• **The task**
The records should be repeated word for word, pictures excluded.

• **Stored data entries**
○ ○ ○ ○ ○ ○ ○
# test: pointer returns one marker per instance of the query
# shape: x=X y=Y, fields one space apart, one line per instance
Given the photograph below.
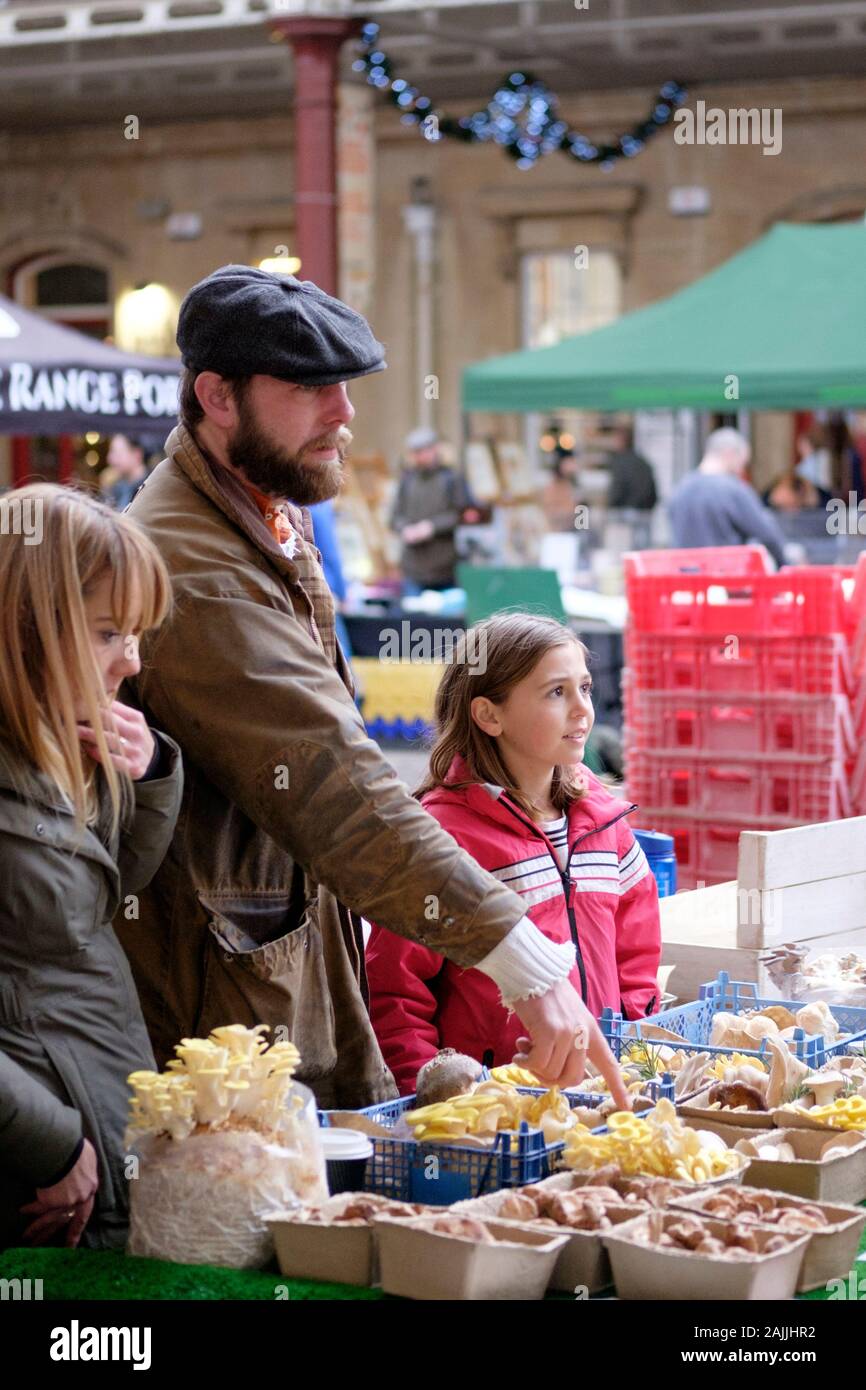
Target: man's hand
x=417 y=531
x=562 y=1033
x=67 y=1203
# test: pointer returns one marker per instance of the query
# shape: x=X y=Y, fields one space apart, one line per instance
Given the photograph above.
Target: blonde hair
x=47 y=663
x=510 y=647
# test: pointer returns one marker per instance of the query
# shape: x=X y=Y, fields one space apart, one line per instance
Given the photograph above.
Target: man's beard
x=282 y=474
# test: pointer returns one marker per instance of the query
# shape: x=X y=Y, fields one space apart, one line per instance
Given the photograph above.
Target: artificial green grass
x=97 y=1275
x=107 y=1273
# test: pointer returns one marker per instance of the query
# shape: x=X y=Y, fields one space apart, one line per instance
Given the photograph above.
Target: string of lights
x=521 y=116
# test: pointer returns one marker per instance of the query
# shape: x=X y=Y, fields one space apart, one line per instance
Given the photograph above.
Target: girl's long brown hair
x=489 y=659
x=46 y=658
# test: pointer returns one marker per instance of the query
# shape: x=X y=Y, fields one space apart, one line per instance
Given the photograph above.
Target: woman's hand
x=68 y=1203
x=562 y=1033
x=131 y=744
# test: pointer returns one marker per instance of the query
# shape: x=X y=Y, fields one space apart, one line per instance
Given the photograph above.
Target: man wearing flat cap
x=293 y=824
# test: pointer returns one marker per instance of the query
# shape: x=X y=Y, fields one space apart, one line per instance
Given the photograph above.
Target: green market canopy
x=777 y=327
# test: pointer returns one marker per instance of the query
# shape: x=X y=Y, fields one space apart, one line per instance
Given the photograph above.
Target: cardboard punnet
x=697 y=1109
x=328 y=1251
x=648 y=1272
x=840 y=1179
x=583 y=1258
x=831 y=1250
x=426 y=1264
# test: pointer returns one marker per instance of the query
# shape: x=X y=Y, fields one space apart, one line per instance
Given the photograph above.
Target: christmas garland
x=520 y=116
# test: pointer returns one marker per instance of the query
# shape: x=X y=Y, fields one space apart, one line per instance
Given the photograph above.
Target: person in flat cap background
x=426 y=513
x=289 y=809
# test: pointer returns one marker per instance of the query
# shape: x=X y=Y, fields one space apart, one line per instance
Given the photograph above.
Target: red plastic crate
x=858 y=783
x=793 y=726
x=706 y=852
x=758 y=788
x=769 y=666
x=795 y=602
x=709 y=559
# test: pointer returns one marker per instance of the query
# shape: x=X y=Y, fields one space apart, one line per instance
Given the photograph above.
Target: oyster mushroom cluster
x=231 y=1079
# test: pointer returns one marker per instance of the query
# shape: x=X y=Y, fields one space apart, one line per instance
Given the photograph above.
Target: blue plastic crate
x=724 y=995
x=412 y=1171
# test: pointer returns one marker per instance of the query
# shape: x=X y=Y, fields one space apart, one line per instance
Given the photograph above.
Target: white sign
x=56 y=389
x=688 y=200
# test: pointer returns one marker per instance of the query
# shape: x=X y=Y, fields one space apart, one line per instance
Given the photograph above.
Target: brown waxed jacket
x=288 y=805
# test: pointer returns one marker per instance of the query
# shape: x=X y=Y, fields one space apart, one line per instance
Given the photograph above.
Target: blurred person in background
x=633 y=483
x=847 y=464
x=559 y=494
x=716 y=505
x=815 y=463
x=427 y=510
x=793 y=492
x=127 y=459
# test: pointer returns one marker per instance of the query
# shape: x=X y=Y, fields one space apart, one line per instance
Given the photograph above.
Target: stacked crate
○ ○ ○ ○ ○ ○ ○
• **Answer box**
# test: pointer returns one marker per instance of the query
# shape: x=X y=Y, fields one space apart, one line per instance
Given the photograph below.
Target: man's hand
x=417 y=531
x=562 y=1033
x=67 y=1203
# test: pointer returns one marker per instance of the query
# shape: x=X y=Y, fields one space apart, one line per instance
Given the photograph above.
Target: blonde hair
x=47 y=663
x=510 y=647
# test: pointer returns one marker per instance of the query
# shape: x=X y=Y, fields one space apart, one line per instance
Given the photograph above.
Target: man's beard
x=282 y=474
# test: pointer returns one marker per instance of the query
# shape: x=X y=Y, fields one space apart, one line per instance
Given the photograph above.
Target: artificial green grass
x=97 y=1275
x=107 y=1273
# test: pointer returns one marker per instance of the query
# shape: x=X y=Y, fields one space apart, one line per instance
Given the photograph above.
Target: string of lights
x=521 y=116
# test: pointer returns one marker per instance of the query
# shape: x=X y=Y, fields one space apart, one line per instance
Given the photograph above.
Target: girl's long brown hair
x=489 y=659
x=46 y=658
# test: pointer returns one marker per instance of the query
# shape: x=X y=Y, fields one space apart, one line per instance
Given the photograph above.
Target: woman's hand
x=68 y=1203
x=562 y=1033
x=131 y=744
# test: pointer returns one marker per instance of the query
# shape: x=X y=Y, fields one space apart, one line per instance
Given the photograph above.
Target: man wearing flat cap
x=293 y=824
# test: pointer returns one marker per instance of the query
# shape: x=X y=Y, fields one space apart, one line per instance
Given the photograph above.
Target: green market canopy
x=777 y=327
# test: pointer returns one marker per instance of the query
# shape: x=X y=Y, fields one space apart, one line per instance
Given the photograph above.
Target: cardboard punnet
x=697 y=1109
x=328 y=1251
x=648 y=1272
x=840 y=1179
x=583 y=1258
x=831 y=1250
x=426 y=1264
# test: pointer returns one marker per instance of the query
# shape: x=X y=Y, fields one space apart, one line per instance
Given the photograph above.
Target: christmas garland
x=520 y=116
# test: pointer returns one marker per instance of the query
# shape: x=X y=Y, fields one space apart, one line per instance
Given the photograph above.
Target: person in flat cap background
x=426 y=513
x=289 y=809
# test: pointer returns one marker per instance of the query
# shape: x=X y=Y, fields one space apart, one line per instance
Given the photograph above.
Target: red plastic crate
x=858 y=783
x=793 y=726
x=706 y=852
x=758 y=788
x=769 y=666
x=795 y=602
x=709 y=559
# test: pointer returns one marker per instance of the query
# shape: x=X y=Y, fields one space apart, one line per instance
Given the photograph above.
Target: oyster mushroom cluster
x=231 y=1079
# test: pointer returns one marker per instance of the query
# shape: x=X y=Y, fields one space apart, one line per instance
Given the photograph above.
Target: blue plastic crate
x=724 y=995
x=412 y=1171
# test: pointer returns one marker per instance of the query
# shape: x=X y=Y, fields one space apart, one line per instance
Given the photograph above.
Target: white sign
x=56 y=389
x=688 y=200
# test: pointer returns one marker per instance of the query
# shape: x=X y=Y, fields one space apart, one line per instance
Given the photograph above.
Target: brown waxed jacket
x=288 y=805
# test: pointer returns one marker per instance of the query
# shape: x=X y=Y, fields one space apart, one line per instance
Given the photograph above.
Target: blurred person in background
x=633 y=483
x=847 y=464
x=559 y=494
x=716 y=505
x=815 y=463
x=427 y=510
x=793 y=492
x=127 y=459
# test: pointer returns one marker per instance of the query
# shape: x=X y=Y, fields one space apart, one line per instance
Given the photograph above.
Target: stacked crate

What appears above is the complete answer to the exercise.